## Text to read
==========
Security and access control

Use the master key only for bootstrap operations: creating the first admin role and user.
Do not use the master identity for day-to-day model administration. When you create a router, the model is shown with an owned_by attribute set to the organization of the user who created it.
Set a strong auth_master_key at least 32 characters, high entropy.

The master key is used to encrypt user API keys. If you change it, you need to regenerate all user API keys.
Set a dedicated session_secret_key instead of reusing the master key.
Limit API key lifetime with auth_key_max_expiration_days.
Hide sensitive routes admin and auth from public API docs.

Example:

settings:
  [...]
  auth_master_key: "your-strong-master-key"
  session_secret_key: "your-strong-session-secret-key"
  auth_key_max_expiration_days: 365 # days
  hidden_routers: ["admin", "auth"]

For more information, see configuration file documentation.

Model configuration and routing

Add stable aliases to models so applications do not depend on provider-specific names.
Tune provider timeouts according to workload (timeout: 120 is a common production baseline for long generations).
If you run multiple providers for one model, choose a load-balancing strategy that matches your objective (shuffle for distribution, least_busy for latency under load).
Do not use configuration file to declare models, prefer to use the API to declare models, by endpoints or on the Playground UI (see Models configuration).

Models are persisted in the database. If a router or provider already exists in the database, the API uses the database value and ignores the configuration file value, even when both differ.

API metadata and versioning

Set a clear app_title for your deployment.
Align swagger_version with the deployed release tag to simplify incident and support workflows.

Example:

settings:
  [...]
  app_title: "Albert API"
  swagger_version: "${RELEASE_TAG:-latest}"

For more information, see configuration file documentation.

Observability

Keep usage logging enabled with monitoring_postgres_enabled unless you explicitly accept losing usage history. Consider implementing a data retention policy for the usage table to manage database size. For more information, see usage monitoring documentation.
Keep Prometheus metrics enabled with monitoring_prometheus_enabled. For more information, see Prometheus documentation.
For error monitoring, configure the optional dependencies.sentry section (there is no separate monitoring_sentry_enabled setting). For more information, see Sentry documentation.
==========
## Set exercise 1
Pull out every line of the rows that contains the string "torso".
The API deployment guide and the rows come from unrelated sources.

Excerpts from point annotation data
==========
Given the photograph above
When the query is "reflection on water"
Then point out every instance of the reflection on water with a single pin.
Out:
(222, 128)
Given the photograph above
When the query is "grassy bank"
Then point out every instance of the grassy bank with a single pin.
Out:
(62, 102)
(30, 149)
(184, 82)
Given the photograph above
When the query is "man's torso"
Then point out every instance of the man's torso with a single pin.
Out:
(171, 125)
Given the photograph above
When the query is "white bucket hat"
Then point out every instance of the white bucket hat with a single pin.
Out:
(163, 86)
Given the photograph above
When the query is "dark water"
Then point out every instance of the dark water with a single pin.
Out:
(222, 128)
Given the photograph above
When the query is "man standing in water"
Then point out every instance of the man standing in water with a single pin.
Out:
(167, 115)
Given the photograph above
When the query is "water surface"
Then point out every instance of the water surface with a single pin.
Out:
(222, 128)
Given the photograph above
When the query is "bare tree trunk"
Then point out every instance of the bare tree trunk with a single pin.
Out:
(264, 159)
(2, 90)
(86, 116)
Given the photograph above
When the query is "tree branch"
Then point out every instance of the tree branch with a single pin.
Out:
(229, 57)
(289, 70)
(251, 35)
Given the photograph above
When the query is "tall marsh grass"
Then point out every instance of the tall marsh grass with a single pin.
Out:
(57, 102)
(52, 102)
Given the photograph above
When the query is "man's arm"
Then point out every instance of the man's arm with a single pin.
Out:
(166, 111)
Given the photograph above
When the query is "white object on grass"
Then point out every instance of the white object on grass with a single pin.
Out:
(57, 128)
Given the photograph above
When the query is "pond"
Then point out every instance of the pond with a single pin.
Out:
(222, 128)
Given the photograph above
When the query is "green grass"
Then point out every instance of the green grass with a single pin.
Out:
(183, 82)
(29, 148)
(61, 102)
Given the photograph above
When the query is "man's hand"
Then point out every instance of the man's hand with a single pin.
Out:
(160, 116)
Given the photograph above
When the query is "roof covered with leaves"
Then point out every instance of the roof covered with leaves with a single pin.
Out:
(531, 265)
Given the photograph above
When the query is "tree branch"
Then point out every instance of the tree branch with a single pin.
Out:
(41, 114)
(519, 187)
==========
## Set exercise 2
Pick up the API deployment guide after its last sentence and keep writing it.

## Output 1
When the query is "man's torso"
Then point out every instance of the man's torso with a single pin.

## Output 2
Example:

dependencies:
  [...]
  sentry:
    dsn: ${SENTRY_DSN}
    environment: production

settings:
  [...]
  monitoring_postgres_enabled: true
  monitoring_prometheus_enabled: true

Dependencies

PostgreSQL

Use postgresql+asyncpg:// URLs.
Configure a connection pool (pool_size, max_overflow, pool_pre_ping) for stable throughput.
Set SQL statement timeout to avoid stalled requests.
Set application name to identify the application in PostgreSQL logs.

dependencies:
  [...]
  postgres:
    url: "postgresql+asyncpg://${POSTGRES_USER}:${POSTGRES_PASSWORD}@${POSTGRES_HOST}:${POSTGRES_PORT}/${POSTGRES_DATABASE}"
    echo: false
    pool_size: 5
    max_overflow: 10
    pool_pre_ping: true
    connect_args:
      server_settings:
        application_name: "OpenGateLLM production"
        statement_timeout: "60s"

Redis

Use authentication and network isolation.
Raise max_connections based on expected concurrency.
Enable timeout-related resilience parameters.

dependencies:
  [...]
  redis:
    url: "redis://${REDIS_USERNAME}:${REDIS_PASSWORD}@${REDIS_HOST}:${REDIS_PORT}"
    max_connections: 200
    socket_connect_timeout: 5
    retry_on_timeout: true
    health_check_interval: 30
    decode_responses: false
    socket_keepalive: true

For the Redis server itself, also apply standard production hardening:

Keep Redis up to date.
Enable protected mode.
Disable default users and create least-privilege users.
Configure dedicated log files.

Elasticsearch (optional vector store)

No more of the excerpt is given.